# Provided entries:
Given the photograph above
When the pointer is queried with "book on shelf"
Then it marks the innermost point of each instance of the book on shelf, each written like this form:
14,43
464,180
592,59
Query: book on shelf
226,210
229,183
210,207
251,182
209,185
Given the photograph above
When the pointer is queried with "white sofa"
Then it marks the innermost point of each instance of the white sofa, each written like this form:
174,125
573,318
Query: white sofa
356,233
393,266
==
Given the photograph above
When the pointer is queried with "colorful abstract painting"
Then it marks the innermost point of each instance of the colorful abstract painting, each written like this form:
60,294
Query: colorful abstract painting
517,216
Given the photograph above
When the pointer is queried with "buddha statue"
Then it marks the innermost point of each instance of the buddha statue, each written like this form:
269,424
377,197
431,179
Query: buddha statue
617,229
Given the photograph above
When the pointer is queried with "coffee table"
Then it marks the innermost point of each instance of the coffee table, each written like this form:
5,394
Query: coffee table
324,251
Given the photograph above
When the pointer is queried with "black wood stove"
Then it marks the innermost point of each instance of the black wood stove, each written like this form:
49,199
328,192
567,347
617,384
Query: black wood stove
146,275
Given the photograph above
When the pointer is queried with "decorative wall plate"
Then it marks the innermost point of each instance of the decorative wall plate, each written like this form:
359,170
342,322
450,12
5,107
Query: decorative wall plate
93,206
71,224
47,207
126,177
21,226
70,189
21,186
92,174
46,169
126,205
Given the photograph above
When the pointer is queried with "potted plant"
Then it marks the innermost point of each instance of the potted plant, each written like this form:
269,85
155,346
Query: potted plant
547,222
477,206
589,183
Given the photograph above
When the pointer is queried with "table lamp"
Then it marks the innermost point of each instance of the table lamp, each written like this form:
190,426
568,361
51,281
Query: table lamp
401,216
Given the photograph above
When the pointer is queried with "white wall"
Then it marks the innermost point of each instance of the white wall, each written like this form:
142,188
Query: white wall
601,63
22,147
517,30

# Goal of the exercise:
Every line above with the string "When" in it needs to be copied.

# Task result:
When the pointer is queried with "book on shelf"
When the pointer is queried with "white sofa"
When the pointer is queried with "colorful abstract painting"
When the pointer is queried with "buddha statue"
When the pointer is queried with "coffee table"
When the pointer is queried with "black wood stove"
When the pointer is queried with "decorative wall plate"
When the pointer is queried with "potted plant"
When the pointer is queried with "table lamp"
When the pointer is queried with "white wall"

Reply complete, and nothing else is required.